— Start DATA SHOWN —
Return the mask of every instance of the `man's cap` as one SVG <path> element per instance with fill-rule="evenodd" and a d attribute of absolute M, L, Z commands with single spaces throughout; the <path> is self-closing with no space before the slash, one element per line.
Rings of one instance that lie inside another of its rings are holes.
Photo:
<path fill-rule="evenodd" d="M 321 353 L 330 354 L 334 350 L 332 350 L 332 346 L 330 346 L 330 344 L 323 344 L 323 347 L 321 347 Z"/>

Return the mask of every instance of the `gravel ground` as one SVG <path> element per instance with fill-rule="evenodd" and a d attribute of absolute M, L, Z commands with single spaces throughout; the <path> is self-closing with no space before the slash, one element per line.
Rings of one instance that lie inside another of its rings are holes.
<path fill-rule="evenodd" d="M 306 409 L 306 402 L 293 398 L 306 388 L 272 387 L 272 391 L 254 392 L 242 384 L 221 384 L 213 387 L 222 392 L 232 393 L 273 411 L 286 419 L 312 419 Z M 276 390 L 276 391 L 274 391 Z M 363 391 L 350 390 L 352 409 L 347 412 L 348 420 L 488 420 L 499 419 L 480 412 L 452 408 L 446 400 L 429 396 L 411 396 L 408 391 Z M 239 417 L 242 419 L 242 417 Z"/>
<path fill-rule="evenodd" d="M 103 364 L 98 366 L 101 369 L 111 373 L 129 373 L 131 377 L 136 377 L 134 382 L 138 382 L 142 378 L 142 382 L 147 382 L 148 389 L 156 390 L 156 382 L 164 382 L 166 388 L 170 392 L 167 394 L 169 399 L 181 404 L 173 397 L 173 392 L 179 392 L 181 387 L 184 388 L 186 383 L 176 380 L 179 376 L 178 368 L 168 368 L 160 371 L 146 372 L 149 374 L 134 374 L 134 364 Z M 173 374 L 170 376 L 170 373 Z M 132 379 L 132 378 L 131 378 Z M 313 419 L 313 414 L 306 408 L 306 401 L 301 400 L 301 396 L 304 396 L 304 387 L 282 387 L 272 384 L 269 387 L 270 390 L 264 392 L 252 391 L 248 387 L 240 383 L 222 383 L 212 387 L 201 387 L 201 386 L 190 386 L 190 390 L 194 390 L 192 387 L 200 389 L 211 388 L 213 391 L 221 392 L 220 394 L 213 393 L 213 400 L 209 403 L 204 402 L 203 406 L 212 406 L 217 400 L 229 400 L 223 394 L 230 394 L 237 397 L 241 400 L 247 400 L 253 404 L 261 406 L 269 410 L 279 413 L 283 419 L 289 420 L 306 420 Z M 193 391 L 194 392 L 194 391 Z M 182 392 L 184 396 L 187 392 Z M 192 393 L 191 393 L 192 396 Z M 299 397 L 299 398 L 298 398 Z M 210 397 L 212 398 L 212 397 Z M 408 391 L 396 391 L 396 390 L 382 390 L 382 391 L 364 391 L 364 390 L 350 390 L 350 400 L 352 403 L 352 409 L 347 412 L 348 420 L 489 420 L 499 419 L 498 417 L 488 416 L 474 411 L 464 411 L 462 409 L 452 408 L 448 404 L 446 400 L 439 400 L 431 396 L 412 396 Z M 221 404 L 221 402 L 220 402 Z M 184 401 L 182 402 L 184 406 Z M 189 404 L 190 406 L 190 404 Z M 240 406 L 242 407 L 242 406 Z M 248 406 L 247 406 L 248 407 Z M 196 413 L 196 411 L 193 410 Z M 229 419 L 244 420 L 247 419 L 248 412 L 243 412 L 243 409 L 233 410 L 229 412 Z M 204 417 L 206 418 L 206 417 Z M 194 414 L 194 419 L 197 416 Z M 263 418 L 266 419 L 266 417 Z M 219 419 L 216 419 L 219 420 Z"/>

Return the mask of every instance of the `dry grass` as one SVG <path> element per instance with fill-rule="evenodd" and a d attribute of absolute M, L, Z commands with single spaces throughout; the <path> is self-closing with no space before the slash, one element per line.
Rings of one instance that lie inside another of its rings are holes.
— End DATA SHOWN —
— Start DATA SHOWN —
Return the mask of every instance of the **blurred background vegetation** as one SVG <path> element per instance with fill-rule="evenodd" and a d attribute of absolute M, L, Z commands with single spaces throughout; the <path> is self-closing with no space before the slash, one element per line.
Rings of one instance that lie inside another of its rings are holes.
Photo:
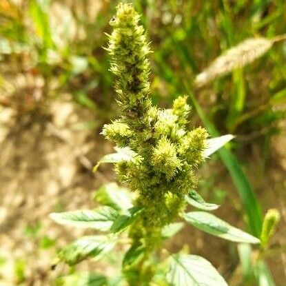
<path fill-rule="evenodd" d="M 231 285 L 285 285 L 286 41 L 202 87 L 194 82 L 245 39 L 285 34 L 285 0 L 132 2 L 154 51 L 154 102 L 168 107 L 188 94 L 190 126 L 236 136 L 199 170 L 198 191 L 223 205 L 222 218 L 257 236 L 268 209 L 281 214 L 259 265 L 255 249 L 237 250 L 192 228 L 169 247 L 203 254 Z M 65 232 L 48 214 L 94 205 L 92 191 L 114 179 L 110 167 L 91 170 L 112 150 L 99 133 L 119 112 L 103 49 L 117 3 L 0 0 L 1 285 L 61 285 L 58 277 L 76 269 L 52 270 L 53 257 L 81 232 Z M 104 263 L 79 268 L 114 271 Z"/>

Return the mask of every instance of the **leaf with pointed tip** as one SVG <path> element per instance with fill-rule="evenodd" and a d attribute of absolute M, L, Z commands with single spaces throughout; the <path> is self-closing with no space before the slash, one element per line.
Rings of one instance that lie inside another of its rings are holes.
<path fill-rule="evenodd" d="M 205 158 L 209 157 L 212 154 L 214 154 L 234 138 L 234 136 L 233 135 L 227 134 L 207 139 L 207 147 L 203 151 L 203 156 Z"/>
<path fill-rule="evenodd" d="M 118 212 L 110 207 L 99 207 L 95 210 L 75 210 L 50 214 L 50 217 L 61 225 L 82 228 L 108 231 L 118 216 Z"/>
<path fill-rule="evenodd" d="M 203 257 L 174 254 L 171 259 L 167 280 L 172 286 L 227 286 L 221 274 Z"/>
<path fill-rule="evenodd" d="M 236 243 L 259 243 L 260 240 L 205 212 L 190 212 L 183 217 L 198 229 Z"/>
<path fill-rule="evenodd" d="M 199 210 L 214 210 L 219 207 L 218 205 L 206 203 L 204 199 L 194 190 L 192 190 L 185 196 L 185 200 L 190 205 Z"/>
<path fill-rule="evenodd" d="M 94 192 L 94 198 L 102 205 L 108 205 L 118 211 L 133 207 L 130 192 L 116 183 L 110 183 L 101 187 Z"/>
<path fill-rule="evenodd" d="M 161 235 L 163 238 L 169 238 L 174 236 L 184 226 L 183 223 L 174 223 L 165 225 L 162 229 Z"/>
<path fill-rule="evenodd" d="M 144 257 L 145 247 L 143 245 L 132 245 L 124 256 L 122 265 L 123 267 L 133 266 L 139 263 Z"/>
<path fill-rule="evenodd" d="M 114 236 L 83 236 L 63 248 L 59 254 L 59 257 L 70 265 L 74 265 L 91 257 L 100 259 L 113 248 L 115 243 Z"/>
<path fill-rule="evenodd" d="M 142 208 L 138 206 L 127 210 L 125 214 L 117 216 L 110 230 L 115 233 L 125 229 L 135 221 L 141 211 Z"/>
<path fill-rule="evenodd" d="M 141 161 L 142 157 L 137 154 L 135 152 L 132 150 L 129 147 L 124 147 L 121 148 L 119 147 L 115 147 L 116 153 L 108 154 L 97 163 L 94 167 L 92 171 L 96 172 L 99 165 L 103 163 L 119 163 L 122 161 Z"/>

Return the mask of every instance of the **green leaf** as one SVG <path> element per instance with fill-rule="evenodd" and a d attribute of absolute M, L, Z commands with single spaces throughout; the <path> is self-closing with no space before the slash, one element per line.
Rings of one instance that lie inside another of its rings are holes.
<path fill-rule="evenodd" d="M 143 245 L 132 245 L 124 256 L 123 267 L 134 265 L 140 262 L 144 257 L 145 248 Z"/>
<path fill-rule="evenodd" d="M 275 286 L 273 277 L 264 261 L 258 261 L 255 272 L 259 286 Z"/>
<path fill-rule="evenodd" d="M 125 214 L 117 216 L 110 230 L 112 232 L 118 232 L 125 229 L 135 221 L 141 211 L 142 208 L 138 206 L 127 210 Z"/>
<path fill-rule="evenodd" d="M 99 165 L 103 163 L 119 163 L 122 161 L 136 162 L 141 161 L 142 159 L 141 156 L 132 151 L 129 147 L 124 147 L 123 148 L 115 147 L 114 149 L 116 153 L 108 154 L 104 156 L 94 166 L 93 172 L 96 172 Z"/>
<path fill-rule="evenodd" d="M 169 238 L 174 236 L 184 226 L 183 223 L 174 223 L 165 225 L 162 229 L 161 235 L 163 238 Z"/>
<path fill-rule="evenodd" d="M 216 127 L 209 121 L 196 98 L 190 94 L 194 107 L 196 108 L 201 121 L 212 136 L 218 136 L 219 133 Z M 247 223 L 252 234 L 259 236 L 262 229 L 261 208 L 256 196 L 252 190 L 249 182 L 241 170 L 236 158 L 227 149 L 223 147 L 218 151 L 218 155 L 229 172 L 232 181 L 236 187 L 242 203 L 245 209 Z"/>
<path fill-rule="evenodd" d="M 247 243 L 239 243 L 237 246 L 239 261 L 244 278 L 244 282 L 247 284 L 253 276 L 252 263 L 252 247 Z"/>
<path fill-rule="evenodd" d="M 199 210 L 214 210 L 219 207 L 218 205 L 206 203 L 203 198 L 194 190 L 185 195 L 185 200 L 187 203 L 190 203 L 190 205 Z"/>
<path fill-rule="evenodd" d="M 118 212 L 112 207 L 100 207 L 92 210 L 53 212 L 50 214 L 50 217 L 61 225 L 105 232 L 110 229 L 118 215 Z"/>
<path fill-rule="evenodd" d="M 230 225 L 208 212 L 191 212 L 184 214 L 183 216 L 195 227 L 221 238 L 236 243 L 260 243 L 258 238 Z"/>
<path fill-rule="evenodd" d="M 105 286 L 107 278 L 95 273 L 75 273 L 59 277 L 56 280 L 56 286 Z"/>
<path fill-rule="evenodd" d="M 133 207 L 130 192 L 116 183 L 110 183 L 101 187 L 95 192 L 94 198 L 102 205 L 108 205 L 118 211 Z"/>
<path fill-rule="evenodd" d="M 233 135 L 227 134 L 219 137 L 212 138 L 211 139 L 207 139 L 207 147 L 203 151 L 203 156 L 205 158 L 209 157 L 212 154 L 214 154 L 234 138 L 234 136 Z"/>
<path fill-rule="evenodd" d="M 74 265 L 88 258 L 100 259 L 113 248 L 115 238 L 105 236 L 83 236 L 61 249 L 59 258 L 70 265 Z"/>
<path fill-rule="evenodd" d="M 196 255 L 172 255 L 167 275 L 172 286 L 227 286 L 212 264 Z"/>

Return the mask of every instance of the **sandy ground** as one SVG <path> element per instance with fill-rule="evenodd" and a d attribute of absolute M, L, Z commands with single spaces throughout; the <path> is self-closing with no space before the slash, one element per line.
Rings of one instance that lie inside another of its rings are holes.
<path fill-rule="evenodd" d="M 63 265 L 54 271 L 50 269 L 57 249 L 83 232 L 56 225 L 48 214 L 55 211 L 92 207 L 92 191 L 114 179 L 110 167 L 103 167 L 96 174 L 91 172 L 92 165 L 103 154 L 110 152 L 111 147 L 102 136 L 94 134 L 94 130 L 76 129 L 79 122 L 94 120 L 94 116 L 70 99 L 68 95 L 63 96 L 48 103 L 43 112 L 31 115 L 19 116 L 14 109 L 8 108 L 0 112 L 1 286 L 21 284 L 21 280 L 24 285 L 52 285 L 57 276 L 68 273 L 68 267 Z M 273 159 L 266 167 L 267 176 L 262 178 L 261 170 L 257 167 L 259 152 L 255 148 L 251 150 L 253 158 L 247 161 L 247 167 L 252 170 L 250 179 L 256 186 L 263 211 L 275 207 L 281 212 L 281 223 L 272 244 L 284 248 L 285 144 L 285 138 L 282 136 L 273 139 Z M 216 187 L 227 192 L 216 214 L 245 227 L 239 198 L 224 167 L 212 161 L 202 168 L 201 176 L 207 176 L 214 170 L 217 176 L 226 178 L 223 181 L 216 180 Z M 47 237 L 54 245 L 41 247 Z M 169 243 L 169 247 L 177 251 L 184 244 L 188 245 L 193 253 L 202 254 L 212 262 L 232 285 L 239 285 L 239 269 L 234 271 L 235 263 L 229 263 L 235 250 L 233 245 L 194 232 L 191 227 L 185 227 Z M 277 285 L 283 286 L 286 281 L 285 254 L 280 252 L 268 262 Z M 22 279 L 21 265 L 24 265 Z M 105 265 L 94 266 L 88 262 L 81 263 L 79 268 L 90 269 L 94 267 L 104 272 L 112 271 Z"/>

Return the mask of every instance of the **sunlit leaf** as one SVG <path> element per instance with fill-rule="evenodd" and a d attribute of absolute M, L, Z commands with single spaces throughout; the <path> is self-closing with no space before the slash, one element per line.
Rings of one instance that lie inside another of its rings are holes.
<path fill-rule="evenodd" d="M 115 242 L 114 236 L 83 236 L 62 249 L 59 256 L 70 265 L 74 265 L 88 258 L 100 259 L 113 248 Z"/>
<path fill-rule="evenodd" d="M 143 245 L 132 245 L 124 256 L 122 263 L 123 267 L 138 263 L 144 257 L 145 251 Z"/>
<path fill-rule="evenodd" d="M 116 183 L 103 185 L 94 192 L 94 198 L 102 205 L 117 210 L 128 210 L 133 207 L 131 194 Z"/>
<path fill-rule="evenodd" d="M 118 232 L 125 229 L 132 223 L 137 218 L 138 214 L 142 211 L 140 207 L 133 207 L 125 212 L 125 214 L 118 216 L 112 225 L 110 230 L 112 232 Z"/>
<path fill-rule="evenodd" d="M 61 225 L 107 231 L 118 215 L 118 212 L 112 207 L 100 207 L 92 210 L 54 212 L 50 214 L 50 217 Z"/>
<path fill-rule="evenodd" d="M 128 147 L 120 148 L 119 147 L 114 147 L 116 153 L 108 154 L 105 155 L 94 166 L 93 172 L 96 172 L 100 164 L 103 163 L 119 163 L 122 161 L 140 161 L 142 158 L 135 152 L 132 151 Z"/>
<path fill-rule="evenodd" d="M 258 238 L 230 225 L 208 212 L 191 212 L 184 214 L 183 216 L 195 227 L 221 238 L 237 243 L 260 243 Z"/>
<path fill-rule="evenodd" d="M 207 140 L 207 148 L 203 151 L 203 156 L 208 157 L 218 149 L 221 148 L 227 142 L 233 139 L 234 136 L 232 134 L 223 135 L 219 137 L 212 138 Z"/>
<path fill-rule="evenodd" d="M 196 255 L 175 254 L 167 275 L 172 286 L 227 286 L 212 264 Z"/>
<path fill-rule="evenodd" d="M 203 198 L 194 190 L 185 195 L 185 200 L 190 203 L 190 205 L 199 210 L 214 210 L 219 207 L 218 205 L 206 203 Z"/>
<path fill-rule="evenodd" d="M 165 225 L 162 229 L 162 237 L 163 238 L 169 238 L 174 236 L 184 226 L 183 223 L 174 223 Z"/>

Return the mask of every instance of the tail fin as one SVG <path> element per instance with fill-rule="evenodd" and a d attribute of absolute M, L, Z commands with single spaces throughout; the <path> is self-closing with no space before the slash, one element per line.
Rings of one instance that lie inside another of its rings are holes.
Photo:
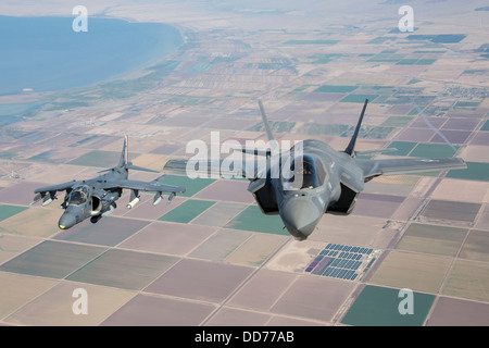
— End DATA SHOWN —
— Start DATA SHOWN —
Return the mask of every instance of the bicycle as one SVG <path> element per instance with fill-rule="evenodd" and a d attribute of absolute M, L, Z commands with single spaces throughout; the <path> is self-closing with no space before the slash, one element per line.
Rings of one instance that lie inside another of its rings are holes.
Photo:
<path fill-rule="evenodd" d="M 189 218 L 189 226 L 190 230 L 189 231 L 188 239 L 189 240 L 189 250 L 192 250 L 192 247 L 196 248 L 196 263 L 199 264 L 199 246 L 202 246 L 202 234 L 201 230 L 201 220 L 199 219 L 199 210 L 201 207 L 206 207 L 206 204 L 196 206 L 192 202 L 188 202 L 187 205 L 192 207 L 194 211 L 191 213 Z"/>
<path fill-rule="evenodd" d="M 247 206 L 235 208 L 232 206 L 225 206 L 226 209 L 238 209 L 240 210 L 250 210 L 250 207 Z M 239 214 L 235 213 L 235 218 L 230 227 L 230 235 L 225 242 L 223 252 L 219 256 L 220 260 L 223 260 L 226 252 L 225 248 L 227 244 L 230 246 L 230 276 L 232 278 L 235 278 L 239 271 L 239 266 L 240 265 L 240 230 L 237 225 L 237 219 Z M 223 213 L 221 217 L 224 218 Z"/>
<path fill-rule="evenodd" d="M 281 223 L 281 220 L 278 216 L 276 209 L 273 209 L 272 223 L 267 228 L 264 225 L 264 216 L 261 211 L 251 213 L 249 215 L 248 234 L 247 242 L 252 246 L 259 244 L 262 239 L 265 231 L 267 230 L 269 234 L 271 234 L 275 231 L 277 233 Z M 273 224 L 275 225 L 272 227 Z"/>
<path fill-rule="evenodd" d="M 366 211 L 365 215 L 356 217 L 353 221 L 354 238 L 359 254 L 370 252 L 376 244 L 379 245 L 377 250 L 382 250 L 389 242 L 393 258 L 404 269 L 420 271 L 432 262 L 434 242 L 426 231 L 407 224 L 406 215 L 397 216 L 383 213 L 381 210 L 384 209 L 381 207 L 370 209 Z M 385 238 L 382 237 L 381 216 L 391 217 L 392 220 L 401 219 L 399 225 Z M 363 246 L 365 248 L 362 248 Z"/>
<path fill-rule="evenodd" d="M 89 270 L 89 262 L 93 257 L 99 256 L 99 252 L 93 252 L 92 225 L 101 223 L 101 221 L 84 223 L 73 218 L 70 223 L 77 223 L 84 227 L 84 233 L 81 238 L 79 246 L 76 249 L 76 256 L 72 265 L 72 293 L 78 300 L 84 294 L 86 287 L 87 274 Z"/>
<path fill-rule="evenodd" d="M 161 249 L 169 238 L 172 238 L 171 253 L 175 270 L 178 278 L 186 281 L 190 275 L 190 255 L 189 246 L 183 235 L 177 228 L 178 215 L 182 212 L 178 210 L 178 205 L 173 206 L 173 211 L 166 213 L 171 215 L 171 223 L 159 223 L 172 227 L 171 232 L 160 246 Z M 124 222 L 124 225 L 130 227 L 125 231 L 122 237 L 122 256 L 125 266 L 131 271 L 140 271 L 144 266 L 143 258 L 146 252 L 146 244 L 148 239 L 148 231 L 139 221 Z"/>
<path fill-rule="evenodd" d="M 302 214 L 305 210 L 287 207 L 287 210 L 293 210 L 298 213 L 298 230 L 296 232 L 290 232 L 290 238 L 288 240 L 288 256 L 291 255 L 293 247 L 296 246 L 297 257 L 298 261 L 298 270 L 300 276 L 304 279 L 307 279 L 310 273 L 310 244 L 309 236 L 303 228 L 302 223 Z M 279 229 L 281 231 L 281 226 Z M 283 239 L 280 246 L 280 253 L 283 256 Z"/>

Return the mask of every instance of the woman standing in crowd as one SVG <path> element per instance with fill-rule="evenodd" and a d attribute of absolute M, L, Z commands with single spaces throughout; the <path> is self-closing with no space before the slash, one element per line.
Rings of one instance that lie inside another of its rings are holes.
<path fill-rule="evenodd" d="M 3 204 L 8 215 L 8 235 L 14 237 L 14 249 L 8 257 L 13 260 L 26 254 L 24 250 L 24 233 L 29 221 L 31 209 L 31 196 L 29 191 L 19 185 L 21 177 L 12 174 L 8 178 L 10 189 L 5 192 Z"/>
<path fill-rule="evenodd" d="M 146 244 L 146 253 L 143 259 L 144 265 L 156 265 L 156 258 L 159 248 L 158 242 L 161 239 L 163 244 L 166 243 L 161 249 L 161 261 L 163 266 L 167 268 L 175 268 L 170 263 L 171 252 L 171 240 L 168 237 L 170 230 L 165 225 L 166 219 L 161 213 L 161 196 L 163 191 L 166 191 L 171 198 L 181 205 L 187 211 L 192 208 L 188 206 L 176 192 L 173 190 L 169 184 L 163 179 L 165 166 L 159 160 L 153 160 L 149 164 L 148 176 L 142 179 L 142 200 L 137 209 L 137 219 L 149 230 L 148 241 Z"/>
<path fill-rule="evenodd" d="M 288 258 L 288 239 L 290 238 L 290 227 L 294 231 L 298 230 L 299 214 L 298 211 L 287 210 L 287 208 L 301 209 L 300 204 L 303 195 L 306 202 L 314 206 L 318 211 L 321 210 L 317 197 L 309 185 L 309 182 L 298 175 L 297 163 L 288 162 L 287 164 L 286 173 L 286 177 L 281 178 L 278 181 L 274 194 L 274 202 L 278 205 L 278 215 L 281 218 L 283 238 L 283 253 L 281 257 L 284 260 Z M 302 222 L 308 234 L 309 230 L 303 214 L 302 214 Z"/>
— End DATA SHOWN —
▶ **AIM**
Copy out, word for word, the stretch of lines above from the one containing "Return the mask of every instance of the bicycle" through the one containing "281 223 L 281".

▶ **SOLUTION FOR THIS TASK**
Return the mask of every instance of the bicycle as one SVG <path> element per instance with fill-rule="evenodd" and a d attribute of absolute M, L, Z commands with single spaces throughout; the <path> is self-closing with no space before the slash, one element per line.
Rings of one instance that lie inside another of its rings are holes.
Photo:
<path fill-rule="evenodd" d="M 189 218 L 189 226 L 190 230 L 189 231 L 188 239 L 189 240 L 189 250 L 192 250 L 192 247 L 196 248 L 196 263 L 199 264 L 199 246 L 202 246 L 202 234 L 201 230 L 201 220 L 199 219 L 199 210 L 201 207 L 206 207 L 206 204 L 196 206 L 192 202 L 188 202 L 187 205 L 192 207 L 194 211 L 191 213 Z"/>
<path fill-rule="evenodd" d="M 247 206 L 235 208 L 232 206 L 225 206 L 226 209 L 238 209 L 240 210 L 250 210 L 250 207 Z M 239 214 L 235 213 L 235 218 L 230 227 L 230 235 L 225 242 L 223 252 L 219 256 L 220 260 L 223 260 L 226 252 L 225 248 L 227 244 L 230 246 L 230 276 L 232 278 L 235 278 L 239 271 L 239 266 L 240 265 L 240 230 L 237 225 L 237 219 Z M 223 213 L 221 217 L 224 218 Z"/>
<path fill-rule="evenodd" d="M 281 223 L 281 220 L 278 216 L 276 209 L 273 209 L 272 223 L 267 228 L 264 225 L 264 216 L 261 211 L 251 213 L 249 215 L 248 234 L 247 242 L 252 246 L 259 244 L 262 239 L 265 231 L 267 230 L 269 234 L 271 234 L 275 231 L 277 233 Z M 273 224 L 275 225 L 272 227 Z"/>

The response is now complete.